**What to produce**
Arrange all of the lines below as a two-column CSV with the headers "target" and "points". Give each row one line of text and the coordinates that follow it, with every field quoted and line breaks turned into spaces.

*** Material for this task

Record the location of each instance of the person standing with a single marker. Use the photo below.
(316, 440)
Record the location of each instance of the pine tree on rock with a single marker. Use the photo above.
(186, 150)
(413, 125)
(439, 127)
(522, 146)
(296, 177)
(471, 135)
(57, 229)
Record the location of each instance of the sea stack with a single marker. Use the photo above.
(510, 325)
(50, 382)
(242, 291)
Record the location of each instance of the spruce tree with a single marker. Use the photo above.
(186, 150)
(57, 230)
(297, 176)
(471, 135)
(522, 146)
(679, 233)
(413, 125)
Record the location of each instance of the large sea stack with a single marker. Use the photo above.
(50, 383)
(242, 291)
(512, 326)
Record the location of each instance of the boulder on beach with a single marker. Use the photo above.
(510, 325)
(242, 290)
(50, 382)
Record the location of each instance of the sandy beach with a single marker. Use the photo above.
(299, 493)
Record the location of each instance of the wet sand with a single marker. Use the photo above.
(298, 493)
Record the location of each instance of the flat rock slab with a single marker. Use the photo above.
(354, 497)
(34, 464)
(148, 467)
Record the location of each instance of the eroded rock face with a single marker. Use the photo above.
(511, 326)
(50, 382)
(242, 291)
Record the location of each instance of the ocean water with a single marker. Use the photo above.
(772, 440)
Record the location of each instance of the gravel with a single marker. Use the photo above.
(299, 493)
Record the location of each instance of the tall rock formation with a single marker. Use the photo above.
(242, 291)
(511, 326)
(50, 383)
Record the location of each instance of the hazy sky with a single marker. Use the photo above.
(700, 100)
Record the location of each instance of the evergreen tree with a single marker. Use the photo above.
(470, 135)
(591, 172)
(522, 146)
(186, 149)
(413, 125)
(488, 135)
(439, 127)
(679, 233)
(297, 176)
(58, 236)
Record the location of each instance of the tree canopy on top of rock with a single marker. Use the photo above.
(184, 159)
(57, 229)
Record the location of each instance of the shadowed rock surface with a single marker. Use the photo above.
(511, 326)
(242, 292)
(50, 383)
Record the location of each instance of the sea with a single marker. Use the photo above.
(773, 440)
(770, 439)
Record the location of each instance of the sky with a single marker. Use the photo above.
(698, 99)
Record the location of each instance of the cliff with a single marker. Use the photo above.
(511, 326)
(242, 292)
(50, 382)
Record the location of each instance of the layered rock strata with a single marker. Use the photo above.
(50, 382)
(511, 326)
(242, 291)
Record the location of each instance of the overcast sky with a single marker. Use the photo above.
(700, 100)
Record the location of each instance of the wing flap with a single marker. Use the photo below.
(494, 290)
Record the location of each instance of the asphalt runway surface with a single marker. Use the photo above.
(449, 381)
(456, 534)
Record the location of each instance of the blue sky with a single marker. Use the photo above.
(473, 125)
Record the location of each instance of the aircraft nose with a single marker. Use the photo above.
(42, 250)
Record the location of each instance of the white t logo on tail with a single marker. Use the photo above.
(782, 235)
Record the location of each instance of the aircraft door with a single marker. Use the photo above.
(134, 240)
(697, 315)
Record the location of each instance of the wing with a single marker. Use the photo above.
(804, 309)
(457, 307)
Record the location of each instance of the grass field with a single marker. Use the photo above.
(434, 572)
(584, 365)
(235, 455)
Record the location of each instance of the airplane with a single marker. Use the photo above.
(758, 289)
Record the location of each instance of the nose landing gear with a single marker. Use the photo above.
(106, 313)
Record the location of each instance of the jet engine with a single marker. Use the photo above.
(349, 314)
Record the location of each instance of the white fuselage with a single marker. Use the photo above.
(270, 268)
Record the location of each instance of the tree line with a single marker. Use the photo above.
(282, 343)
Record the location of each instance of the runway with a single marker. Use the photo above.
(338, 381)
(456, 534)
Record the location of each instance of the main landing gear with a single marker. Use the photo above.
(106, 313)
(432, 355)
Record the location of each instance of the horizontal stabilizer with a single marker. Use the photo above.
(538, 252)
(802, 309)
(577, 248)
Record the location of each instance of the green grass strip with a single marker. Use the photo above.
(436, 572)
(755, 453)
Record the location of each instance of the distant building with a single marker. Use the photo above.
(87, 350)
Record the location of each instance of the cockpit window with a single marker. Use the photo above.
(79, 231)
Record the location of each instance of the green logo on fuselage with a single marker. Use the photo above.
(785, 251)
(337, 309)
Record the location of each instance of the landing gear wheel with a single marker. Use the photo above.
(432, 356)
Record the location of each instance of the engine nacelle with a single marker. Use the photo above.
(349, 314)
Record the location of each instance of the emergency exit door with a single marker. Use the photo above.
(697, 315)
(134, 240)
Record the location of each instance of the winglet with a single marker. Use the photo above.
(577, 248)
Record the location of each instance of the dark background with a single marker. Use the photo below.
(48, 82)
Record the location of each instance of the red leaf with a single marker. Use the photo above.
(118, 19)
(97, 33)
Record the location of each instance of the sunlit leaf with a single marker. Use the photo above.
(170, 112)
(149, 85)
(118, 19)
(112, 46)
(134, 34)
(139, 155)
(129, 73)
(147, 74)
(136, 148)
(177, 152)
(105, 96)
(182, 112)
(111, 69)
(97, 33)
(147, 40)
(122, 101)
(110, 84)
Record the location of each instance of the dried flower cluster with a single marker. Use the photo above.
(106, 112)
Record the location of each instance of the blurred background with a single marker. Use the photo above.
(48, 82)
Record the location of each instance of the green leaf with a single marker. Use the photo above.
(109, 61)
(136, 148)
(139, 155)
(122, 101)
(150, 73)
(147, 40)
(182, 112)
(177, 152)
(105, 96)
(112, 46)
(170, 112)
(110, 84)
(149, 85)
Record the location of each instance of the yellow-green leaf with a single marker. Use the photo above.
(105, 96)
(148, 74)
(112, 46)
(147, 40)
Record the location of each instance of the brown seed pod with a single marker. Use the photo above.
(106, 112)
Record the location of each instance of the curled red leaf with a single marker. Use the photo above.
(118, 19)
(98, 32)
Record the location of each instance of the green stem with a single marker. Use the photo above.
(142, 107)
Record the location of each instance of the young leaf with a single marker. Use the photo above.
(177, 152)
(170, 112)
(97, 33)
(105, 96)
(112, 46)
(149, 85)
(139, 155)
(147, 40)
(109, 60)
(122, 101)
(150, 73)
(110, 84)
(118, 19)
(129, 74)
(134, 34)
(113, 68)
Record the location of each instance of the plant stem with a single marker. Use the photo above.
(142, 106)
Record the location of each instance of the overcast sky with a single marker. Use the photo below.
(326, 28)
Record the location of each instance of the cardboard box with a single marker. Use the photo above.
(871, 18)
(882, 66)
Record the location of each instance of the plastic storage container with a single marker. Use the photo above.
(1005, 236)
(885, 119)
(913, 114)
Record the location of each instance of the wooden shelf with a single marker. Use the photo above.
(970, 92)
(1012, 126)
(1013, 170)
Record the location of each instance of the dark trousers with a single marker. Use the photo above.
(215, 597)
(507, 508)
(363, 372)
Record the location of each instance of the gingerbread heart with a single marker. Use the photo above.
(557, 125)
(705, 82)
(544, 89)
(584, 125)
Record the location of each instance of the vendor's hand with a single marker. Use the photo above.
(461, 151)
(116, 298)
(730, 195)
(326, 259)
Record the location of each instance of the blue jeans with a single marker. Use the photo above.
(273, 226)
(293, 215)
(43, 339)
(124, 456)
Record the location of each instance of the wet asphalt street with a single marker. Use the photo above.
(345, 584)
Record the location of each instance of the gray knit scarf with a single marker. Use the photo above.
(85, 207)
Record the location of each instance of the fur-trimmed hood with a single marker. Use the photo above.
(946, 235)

******

**Exercise output**
target,points
"Record the location of each instance of the person standing with a single marker. Use the photo below.","(316, 440)"
"Record the location of each instance of the pine tree on rock with a single marker. Use the photo above.","(186, 150) (413, 125) (439, 127) (522, 146) (296, 177) (471, 135) (57, 229)"
"Record the location of each instance of the sea stack with a single marker. Use the photo above.","(510, 325) (50, 382) (242, 291)"
"Record the location of each instance of the spruce tree with a single marker. Use the photo above.","(186, 150) (57, 230) (297, 176) (471, 135) (522, 146) (679, 233) (413, 125)"
"Record the location of each instance of the large sea stack with a single marker. Use the photo above.","(50, 383) (242, 291) (512, 326)"
"Record the location of each instance of the boulder on beach with a single marker. Use the photo above.","(510, 325) (242, 290) (50, 382)"
"Record the location of each instance of the sandy beach with a single marker. Use the photo above.","(299, 493)"
"Record the location of each instance of the wet sand with a single marker. Use the photo above.","(298, 493)"
"Record the location of each instance of the flat rock slab with a single marker. Use the photo above.","(354, 497) (34, 464) (148, 467)"
"Record the location of each instance of the eroded rock face with a single marker. Use the photo above.","(511, 326) (50, 382) (242, 291)"
"Record the location of each instance of the ocean water with a single marker. Use the photo above.","(772, 440)"
"Record the location of each instance of the gravel with a single marker. Use the photo above.","(299, 493)"
"Record the location of each instance of the tall rock formation with a single marker. Use the photo above.","(242, 291) (511, 326) (50, 383)"
"Record the location of each instance of the hazy sky with a single marker. Use the photo above.","(700, 100)"
"Record the location of each instance of the evergreen tree with a single marker. Use the photo above.","(470, 135) (591, 172) (522, 146) (186, 149) (413, 125) (488, 135) (439, 127) (679, 233) (297, 176) (58, 236)"
"Record the location of each instance of the tree canopy on top of rock with a single marker. Use the photo above.","(184, 159) (57, 229)"
"Record the location of each instance of the shadowed rock surface with a single marker. Use the photo above.","(511, 326) (242, 292) (50, 383)"
"Record the location of each instance of the sea with a single marker. Use the photo above.","(773, 440) (770, 439)"
"Record the location of each instance of the sky with a single marker. Use the photo above.","(698, 99)"
"Record the location of each instance of the cliff with a single marker. Use the photo above.","(511, 326) (242, 292) (50, 382)"
"Record the location of each instance of the layered rock strata with a single marker. Use the photo above.","(50, 382) (511, 326) (242, 291)"
"Record the location of each instance of the overcast sky with a single marker. Use the photo above.","(700, 100)"
"Record the location of each instance of the wing flap with a single marker. Use the photo below.","(494, 290)"
"Record the location of each instance of the asphalt runway surface with a single marker. Use the photo above.","(449, 381) (456, 534)"
"Record the location of each instance of the blue sky with a single marker. Use the photo above.","(473, 125)"
"Record the location of each instance of the aircraft nose with a single marker. Use the photo above.","(42, 250)"
"Record the location of each instance of the white t logo on tail with a single marker. Use the photo above.","(782, 235)"
"Record the location of each instance of the aircraft door with a single marker. Use the photo above.","(134, 240) (697, 315)"
"Record the location of each instance of the wing with a single marker. Use the photo above.","(804, 309) (457, 307)"
"Record the location of each instance of the grass field with a single marker. Use the photo above.","(434, 572) (584, 365) (235, 455)"
"Record the location of each instance of the airplane with a single marker. Use the photo above.","(758, 289)"
"Record the location of each instance of the nose landing gear with a single marker. Use the photo above.","(106, 313)"
"Record the location of each instance of the jet engine with a single marker. Use the photo above.","(349, 314)"
"Record the location of each instance of the white fuselage with a single marker. Use the photo above.","(270, 268)"
"Record the location of each instance of the tree line with a single marker. Use the photo above.","(282, 343)"
"Record the location of each instance of the runway with a single marker. Use the photo above.","(338, 381) (456, 534)"
"Record the location of each instance of the main landing gear with a single marker. Use the photo above.","(106, 313) (432, 355)"
"Record the location of each instance of the horizontal stabilizer with a single marker. Use the photo above.","(538, 252) (802, 309) (577, 248)"
"Record the location of each instance of the green grass strip with a single marker. Use the photo above.","(436, 572) (755, 453)"
"Record the location of each instance of the distant building with a single marker. Use the photo above.","(87, 350)"
"Record the location of each instance of the cockpit window with a single marker. Use the photo above.","(79, 231)"
"Record the location of each instance of the green logo on fuselage with a single marker. Use the photo above.","(785, 251) (337, 309)"
"Record the location of each instance of the landing gear wheel with a single marker. Use the photo above.","(432, 356)"
"Record the location of each instance of the engine nacelle with a single marker. Use the photo above.","(349, 314)"
"Record the location of each instance of the emergency exit door with a single marker. Use the photo above.","(697, 315) (134, 240)"
"Record the location of each instance of the winglet with a single marker. Use the photo above.","(577, 248)"
"Record the location of each instance of the dark background with a single marker. Use the photo below.","(48, 82)"
"Record the location of each instance of the red leaf with a single marker. Use the photo above.","(118, 19) (97, 33)"
"Record the location of each instance of the sunlit leaf with a single marker. Use the photo above.","(170, 112) (149, 85) (118, 19) (112, 46) (134, 34) (139, 155) (129, 73) (147, 74) (136, 148) (177, 152) (105, 96) (182, 112) (111, 69) (97, 33) (147, 40) (122, 101) (110, 84)"
"Record the location of each instance of the dried flower cluster with a single marker. Use the photo above.","(106, 112)"
"Record the location of each instance of the blurred background with a single marker. Use the photo above.","(48, 82)"
"Record the location of each instance of the green leaf with a single marker. Use the photo above.","(109, 61) (136, 148) (139, 155) (122, 101) (150, 73) (147, 40) (182, 112) (177, 152) (105, 96) (112, 46) (170, 112) (110, 84) (149, 85)"
"Record the location of each instance of the yellow-green leaf with a single marker. Use the photo above.","(105, 96) (148, 74) (112, 46) (147, 40)"
"Record the location of each instance of the brown seed pod with a single marker. Use the photo above.","(106, 112)"
"Record the location of each instance of the curled red leaf with a single marker. Use the photo above.","(118, 19) (98, 32)"
"Record the location of each instance of the green stem with a single marker. Use the photo above.","(142, 107)"
"Record the location of each instance of the young leaf with a single marker. Use the photo above.","(177, 152) (170, 112) (97, 33) (105, 96) (112, 46) (149, 85) (139, 155) (147, 40) (109, 60) (122, 101) (150, 73) (110, 84) (118, 19) (129, 74) (134, 34) (113, 68)"
"Record the location of each instance of the plant stem with a single marker. Use the photo above.","(142, 106)"
"Record the location of each instance of the overcast sky with a single marker. Use the photo below.","(326, 28)"
"Record the location of each instance of the cardboard box with a single marker. Use the photo above.","(871, 18) (882, 66)"
"Record the location of each instance of the plastic storage container with a single marker. Use the photo above.","(1005, 236) (885, 119) (913, 114)"
"Record the location of each instance of the wooden shelf with a single marker. Use the photo above.","(970, 92) (1012, 126) (1013, 170)"
"Record the location of each instance of the dark trousers with a single marker. Use the photo above.","(215, 597) (507, 508) (363, 372)"
"Record the location of each instance of the gingerbread heart with a single marker. Use the photo above.","(557, 125) (705, 82) (544, 89) (584, 125)"
"Record the location of each instance of the vendor's hand with a single marker. Use the photo above.","(461, 151) (116, 298) (730, 195) (326, 259)"
"Record the location of each instance of the blue jeans with a single marker. Use the photo above.","(273, 226) (293, 215) (43, 339) (124, 456)"
"Record the location of each instance of the wet asphalt street with a single marker. Use the photo above.","(345, 584)"
"Record the location of each instance of the gray knit scarf with a single marker. Use the photo above.","(85, 207)"
"Record the location of each instance of the fur-trimmed hood with a single marker. Use the photo above.","(946, 235)"